A block of data
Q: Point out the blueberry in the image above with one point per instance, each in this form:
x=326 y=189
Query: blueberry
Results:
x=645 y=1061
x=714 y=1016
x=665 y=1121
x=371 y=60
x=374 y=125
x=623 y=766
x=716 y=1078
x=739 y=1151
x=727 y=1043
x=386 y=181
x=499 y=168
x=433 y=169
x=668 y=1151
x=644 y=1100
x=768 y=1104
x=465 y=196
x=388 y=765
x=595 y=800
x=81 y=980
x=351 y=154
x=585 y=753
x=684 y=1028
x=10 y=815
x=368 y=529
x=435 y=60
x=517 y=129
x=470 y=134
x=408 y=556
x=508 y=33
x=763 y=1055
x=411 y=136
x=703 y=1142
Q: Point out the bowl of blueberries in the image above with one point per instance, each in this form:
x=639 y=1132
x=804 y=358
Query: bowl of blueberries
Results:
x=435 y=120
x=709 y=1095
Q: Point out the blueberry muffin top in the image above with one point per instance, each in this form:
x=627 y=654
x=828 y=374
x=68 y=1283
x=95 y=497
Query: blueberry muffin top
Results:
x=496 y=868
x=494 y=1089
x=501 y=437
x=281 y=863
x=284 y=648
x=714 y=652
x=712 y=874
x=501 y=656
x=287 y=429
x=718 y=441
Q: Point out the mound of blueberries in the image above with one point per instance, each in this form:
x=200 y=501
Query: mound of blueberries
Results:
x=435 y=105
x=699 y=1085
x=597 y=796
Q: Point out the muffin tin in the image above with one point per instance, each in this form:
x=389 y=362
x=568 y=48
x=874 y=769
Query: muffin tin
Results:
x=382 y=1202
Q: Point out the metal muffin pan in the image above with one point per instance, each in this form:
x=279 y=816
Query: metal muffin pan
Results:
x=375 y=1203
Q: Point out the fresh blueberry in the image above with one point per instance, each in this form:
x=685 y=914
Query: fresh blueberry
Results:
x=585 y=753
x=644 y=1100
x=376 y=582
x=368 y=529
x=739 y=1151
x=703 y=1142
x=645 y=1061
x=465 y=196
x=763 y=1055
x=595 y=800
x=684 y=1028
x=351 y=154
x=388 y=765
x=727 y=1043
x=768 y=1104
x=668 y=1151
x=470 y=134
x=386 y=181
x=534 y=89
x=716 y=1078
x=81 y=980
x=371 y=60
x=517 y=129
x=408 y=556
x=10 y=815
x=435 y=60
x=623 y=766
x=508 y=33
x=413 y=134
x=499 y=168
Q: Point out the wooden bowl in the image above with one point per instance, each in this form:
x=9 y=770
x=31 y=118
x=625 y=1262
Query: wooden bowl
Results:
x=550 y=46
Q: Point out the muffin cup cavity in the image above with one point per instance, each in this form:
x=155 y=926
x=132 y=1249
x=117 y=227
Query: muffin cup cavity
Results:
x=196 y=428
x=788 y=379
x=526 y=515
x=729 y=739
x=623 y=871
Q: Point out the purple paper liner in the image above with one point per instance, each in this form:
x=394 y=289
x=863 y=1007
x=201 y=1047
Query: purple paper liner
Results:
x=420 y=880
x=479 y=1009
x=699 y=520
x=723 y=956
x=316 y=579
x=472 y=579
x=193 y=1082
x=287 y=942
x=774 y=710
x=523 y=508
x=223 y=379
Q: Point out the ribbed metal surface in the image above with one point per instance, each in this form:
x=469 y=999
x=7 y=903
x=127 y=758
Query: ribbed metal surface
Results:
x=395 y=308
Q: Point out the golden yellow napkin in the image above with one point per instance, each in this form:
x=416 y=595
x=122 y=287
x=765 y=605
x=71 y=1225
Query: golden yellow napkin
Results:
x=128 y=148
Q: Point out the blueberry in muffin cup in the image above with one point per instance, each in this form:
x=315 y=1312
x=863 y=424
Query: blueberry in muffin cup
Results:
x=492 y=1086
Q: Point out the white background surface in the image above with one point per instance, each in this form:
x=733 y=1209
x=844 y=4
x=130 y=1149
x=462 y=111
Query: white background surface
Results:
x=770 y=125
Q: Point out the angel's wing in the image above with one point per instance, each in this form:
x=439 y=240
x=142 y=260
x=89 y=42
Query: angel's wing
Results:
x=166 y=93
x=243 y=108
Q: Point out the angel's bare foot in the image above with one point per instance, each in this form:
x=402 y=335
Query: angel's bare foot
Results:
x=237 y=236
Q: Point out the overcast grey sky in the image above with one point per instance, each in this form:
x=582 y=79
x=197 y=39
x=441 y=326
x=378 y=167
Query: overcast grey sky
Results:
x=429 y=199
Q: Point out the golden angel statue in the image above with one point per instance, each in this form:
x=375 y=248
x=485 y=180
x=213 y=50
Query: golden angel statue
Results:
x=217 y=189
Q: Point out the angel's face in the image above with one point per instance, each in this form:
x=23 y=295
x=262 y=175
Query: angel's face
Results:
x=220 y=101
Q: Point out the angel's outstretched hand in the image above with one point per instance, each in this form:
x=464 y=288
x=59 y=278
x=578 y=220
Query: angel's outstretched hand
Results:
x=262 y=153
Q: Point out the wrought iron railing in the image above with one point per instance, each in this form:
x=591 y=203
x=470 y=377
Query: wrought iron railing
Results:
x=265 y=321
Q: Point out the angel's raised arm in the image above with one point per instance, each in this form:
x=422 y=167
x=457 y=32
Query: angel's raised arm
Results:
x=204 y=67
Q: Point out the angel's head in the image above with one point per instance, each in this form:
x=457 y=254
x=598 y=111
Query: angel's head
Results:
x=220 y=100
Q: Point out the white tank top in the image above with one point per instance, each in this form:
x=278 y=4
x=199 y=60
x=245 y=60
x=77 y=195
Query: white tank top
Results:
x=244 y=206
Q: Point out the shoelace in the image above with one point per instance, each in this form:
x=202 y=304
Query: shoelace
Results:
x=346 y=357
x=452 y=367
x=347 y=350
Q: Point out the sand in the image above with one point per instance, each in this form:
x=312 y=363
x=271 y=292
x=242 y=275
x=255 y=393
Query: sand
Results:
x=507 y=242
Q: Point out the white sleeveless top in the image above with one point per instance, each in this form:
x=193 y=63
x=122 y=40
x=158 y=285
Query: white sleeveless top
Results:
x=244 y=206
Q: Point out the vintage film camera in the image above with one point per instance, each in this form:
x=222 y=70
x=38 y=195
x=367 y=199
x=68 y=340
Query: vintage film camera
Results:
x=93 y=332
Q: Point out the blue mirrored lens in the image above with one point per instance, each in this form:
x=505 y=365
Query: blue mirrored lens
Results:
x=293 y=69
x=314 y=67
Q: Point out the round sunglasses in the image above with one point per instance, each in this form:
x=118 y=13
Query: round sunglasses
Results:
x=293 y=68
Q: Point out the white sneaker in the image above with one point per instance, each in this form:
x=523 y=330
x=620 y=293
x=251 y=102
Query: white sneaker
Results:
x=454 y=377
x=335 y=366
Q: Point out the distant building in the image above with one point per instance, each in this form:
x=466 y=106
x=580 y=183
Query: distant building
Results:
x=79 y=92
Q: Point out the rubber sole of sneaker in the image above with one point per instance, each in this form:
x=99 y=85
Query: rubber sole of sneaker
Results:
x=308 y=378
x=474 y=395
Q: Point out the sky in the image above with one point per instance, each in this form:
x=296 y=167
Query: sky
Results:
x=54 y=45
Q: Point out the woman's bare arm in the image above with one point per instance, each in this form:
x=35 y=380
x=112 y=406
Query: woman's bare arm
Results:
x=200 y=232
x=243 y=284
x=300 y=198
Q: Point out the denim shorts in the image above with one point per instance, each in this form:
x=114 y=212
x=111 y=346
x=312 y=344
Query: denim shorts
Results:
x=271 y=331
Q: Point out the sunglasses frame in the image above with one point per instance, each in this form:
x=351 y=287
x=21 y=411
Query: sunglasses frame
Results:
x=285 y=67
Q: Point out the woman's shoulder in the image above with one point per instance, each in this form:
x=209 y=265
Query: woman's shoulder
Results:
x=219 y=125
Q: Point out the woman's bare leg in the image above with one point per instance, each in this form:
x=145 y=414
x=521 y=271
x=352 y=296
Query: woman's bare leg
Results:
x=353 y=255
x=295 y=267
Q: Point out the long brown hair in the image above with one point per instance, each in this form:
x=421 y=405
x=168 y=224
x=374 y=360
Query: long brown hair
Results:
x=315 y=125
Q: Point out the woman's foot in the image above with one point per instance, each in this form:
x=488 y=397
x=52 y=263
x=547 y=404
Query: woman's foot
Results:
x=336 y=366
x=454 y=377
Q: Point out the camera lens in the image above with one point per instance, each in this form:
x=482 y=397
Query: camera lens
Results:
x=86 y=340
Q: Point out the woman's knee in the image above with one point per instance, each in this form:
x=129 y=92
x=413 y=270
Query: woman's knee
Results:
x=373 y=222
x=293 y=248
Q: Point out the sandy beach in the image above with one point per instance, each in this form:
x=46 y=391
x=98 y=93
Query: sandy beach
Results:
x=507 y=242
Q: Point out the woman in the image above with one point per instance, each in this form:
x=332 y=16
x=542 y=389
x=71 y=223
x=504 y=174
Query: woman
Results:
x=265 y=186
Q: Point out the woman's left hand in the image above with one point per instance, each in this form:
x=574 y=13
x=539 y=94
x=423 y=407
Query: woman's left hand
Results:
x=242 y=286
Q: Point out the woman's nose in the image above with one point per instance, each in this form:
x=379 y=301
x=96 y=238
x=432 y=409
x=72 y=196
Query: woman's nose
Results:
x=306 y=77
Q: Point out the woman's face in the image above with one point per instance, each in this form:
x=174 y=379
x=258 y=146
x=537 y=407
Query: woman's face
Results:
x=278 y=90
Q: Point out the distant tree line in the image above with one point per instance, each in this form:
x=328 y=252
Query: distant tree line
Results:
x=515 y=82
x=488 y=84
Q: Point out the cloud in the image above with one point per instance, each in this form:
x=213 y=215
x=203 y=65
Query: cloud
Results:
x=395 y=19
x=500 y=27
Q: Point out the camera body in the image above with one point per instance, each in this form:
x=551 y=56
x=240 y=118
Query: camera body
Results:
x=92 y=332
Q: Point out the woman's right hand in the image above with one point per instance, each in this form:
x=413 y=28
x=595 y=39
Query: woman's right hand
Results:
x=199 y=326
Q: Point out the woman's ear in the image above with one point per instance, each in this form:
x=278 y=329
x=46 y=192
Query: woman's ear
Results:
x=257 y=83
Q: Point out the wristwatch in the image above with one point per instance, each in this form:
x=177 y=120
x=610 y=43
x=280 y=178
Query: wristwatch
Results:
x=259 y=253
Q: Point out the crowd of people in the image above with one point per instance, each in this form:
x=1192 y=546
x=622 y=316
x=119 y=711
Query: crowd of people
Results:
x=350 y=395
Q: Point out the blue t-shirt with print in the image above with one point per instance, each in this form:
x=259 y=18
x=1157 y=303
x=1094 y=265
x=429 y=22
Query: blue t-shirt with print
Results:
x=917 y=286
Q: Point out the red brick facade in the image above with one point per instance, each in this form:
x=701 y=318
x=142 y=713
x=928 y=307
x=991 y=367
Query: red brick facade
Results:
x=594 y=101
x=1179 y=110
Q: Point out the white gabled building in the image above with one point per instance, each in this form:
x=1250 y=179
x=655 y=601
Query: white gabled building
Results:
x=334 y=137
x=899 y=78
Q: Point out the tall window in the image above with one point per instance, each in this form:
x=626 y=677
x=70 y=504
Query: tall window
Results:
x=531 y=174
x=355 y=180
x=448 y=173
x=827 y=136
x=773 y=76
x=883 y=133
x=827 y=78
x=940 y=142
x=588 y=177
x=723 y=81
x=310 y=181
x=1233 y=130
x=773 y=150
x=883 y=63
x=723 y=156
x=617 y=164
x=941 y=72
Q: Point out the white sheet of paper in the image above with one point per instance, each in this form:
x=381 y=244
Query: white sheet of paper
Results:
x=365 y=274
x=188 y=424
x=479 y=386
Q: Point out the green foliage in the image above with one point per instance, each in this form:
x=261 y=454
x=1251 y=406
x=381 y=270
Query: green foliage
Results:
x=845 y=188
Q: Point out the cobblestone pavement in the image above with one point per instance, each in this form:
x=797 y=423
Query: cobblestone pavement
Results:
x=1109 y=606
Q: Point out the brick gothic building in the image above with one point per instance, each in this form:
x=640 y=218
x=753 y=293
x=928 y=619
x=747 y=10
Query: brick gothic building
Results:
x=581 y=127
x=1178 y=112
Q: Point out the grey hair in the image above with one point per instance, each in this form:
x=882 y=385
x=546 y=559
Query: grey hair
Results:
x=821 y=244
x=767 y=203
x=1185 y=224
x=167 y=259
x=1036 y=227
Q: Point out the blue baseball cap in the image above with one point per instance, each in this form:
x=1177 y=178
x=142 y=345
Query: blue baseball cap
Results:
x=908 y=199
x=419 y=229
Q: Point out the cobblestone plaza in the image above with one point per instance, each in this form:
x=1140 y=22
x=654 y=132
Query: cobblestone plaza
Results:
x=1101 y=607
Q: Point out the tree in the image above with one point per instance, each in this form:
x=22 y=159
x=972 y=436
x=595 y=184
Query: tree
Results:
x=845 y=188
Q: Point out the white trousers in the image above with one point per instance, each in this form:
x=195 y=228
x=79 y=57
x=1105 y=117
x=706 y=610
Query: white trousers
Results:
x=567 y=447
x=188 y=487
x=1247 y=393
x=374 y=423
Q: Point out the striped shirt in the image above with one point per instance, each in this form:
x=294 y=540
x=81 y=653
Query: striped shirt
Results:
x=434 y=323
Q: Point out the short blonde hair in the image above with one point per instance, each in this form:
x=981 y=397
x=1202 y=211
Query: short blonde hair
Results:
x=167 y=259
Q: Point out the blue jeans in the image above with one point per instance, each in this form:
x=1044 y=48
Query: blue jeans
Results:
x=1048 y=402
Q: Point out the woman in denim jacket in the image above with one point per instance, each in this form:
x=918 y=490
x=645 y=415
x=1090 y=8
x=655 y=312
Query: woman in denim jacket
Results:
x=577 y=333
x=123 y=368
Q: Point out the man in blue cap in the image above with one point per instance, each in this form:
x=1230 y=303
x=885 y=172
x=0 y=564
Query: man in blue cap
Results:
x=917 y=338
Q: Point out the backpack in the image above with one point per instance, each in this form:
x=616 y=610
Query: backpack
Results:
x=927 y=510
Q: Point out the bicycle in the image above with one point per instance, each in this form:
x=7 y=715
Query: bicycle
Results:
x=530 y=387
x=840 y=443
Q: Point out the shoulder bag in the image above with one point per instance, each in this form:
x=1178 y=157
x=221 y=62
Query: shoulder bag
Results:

:: What you should do ::
Write out everything from the line containing "Q: Point out the muffin cup" down to the line containing "x=128 y=148", substituting "lavender" for "purple" and keeping all else the same.

:: Solved problem ::
Q: Point out the muffin cup cavity in the image above with one point per instance, each in this form:
x=155 y=926
x=132 y=1249
x=117 y=227
Query: muffin cup cavity
Results:
x=196 y=428
x=788 y=379
x=526 y=515
x=729 y=739
x=623 y=871
Q: Point out the lavender paper liner in the image above with one point per instance, each in this form:
x=394 y=289
x=863 y=1007
x=201 y=1047
Query: lavender paper liner
Results:
x=420 y=880
x=479 y=1009
x=699 y=520
x=723 y=956
x=316 y=579
x=472 y=579
x=193 y=1082
x=287 y=942
x=774 y=710
x=523 y=508
x=223 y=379
Q: Point out the ribbed metal surface in the image above with one point per instance, each in this form:
x=469 y=999
x=7 y=903
x=127 y=758
Query: ribbed metal surface
Results:
x=395 y=308
Q: Point out the golden yellow napkin in the image above with one point per instance, each in this form:
x=416 y=595
x=122 y=287
x=765 y=605
x=71 y=1225
Query: golden yellow napkin
Results:
x=128 y=148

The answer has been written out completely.